§ **TASK DESCRIPTION**
Single out the lines of the material that contain "shadow" and copy them.

§ **DATASET**
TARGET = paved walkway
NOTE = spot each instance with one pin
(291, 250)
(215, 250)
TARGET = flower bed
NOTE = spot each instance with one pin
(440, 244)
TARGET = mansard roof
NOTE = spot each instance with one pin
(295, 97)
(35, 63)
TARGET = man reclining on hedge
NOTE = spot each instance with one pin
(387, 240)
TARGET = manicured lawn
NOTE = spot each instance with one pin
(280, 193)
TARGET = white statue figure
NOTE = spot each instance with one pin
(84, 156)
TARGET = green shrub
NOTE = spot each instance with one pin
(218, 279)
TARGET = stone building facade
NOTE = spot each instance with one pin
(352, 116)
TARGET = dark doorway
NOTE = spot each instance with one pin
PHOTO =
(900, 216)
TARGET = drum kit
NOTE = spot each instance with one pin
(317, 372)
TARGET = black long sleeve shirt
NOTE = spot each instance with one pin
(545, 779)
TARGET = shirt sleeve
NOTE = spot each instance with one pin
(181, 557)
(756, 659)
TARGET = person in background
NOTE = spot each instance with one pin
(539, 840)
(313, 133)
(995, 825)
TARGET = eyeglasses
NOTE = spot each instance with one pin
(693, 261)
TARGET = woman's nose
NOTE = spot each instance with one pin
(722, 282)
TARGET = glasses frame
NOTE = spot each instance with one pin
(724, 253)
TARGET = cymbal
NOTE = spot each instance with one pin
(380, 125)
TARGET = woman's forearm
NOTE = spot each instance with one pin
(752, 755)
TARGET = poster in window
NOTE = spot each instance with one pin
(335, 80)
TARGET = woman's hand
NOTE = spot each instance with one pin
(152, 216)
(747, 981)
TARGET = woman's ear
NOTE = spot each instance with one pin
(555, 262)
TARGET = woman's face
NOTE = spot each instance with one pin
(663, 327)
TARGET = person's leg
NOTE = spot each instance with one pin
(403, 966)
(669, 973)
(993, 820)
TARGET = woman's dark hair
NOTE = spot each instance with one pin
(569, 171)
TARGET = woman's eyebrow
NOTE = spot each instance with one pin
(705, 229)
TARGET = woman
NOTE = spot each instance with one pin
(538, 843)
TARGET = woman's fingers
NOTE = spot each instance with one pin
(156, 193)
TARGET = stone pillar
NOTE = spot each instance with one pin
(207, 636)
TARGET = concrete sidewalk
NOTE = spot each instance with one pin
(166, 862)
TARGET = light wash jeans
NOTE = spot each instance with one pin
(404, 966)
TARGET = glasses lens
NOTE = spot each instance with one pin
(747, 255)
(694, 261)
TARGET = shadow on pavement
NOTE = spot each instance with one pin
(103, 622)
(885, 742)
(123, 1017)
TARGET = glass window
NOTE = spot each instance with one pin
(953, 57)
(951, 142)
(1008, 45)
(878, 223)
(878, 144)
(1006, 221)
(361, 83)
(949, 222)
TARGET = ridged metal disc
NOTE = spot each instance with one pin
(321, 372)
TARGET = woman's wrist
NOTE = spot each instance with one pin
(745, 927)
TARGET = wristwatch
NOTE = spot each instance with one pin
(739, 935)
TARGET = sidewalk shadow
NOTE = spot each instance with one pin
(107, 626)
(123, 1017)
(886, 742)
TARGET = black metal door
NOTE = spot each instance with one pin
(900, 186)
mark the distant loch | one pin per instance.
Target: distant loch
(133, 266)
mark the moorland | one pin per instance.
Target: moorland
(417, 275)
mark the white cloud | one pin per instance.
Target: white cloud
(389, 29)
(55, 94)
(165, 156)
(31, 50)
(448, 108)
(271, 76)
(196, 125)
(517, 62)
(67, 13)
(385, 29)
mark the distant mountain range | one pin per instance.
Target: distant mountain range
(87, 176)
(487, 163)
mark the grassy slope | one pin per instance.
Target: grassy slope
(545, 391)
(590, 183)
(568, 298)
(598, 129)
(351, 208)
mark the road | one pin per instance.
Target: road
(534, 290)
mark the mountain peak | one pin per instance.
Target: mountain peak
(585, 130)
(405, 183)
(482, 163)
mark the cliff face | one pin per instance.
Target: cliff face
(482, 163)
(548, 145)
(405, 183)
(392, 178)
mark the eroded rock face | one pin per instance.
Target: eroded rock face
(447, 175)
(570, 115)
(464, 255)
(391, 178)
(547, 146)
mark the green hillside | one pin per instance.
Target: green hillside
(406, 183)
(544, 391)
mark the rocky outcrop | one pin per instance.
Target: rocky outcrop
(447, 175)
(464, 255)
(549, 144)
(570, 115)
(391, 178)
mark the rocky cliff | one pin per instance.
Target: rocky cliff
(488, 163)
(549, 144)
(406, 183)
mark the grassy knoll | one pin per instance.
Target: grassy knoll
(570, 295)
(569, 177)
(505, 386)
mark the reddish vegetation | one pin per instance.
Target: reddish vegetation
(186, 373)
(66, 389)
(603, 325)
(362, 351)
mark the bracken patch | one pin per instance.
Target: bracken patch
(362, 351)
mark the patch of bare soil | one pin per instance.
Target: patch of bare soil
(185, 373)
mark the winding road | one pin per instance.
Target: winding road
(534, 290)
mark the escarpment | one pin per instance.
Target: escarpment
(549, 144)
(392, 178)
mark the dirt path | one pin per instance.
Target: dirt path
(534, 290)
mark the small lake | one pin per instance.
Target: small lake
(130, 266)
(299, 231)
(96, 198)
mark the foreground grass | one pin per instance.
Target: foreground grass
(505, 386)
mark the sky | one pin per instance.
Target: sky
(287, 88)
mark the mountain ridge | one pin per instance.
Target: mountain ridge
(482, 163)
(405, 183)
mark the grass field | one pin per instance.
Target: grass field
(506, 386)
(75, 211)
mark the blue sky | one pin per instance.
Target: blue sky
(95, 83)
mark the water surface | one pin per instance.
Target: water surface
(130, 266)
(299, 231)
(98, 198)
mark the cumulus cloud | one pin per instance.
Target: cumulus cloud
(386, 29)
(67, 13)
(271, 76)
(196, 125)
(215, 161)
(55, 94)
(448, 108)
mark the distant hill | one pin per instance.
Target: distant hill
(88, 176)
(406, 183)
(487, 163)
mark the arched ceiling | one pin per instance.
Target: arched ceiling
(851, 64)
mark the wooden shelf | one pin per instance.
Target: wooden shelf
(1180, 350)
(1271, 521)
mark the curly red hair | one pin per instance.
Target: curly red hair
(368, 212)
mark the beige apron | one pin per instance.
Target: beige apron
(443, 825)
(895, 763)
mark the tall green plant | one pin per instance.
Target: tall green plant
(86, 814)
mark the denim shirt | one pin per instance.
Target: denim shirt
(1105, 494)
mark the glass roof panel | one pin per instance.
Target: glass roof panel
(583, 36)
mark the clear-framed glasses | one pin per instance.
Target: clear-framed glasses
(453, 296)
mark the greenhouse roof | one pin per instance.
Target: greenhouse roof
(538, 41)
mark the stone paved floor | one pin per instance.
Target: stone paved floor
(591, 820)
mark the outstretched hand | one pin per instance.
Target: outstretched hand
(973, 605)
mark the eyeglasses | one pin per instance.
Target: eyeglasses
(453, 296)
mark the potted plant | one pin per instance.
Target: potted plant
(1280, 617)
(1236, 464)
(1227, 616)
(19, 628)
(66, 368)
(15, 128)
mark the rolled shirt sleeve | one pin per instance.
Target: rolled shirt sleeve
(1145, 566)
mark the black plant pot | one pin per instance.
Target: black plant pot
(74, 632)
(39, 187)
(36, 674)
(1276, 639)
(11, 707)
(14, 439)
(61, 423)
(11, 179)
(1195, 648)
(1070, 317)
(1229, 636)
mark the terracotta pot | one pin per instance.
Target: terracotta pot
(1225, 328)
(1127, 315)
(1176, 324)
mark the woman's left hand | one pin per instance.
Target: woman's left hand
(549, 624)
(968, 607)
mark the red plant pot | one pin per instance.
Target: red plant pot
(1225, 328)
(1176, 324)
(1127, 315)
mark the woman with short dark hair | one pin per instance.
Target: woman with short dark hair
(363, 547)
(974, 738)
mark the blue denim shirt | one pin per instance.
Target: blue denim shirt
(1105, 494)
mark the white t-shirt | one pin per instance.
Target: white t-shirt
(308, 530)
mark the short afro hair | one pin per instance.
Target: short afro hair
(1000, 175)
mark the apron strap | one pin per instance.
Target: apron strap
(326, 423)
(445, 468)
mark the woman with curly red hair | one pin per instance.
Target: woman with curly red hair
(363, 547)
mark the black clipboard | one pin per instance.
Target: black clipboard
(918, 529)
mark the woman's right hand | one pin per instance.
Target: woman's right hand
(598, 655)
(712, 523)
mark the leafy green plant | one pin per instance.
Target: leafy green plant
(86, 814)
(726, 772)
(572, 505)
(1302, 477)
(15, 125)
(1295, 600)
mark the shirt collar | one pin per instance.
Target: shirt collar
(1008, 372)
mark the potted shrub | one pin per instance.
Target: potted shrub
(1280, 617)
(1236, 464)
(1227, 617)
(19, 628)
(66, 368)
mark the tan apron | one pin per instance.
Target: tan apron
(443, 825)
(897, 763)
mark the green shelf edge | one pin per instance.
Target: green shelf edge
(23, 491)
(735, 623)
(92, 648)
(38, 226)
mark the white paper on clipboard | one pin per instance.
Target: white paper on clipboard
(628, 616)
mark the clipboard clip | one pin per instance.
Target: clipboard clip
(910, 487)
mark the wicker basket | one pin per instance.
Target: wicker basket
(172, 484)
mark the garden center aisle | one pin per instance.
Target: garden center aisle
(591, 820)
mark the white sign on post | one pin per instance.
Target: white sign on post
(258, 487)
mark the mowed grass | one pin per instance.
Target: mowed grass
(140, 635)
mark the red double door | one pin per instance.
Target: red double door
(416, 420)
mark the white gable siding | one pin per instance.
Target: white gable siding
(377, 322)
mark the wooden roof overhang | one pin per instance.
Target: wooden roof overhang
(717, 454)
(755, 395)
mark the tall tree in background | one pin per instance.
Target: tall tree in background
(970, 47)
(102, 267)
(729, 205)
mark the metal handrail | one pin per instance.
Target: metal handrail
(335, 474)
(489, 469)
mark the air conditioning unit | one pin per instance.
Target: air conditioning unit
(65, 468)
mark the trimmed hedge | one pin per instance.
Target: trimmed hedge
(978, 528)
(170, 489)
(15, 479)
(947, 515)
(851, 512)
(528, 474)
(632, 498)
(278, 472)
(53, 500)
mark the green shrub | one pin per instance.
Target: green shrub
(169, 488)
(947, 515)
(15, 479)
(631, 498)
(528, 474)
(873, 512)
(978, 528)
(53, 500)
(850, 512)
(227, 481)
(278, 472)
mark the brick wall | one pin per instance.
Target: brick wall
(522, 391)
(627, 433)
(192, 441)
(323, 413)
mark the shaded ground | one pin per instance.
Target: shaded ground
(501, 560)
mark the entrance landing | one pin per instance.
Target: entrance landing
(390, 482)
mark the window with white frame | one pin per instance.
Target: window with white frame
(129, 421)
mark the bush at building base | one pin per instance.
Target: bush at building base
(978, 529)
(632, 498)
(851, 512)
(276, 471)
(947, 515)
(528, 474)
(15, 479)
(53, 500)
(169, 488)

§ **SOLUTION TO THE EXERCISE**
TARGET = shadow on pavement
TARGET = sidewalk shadow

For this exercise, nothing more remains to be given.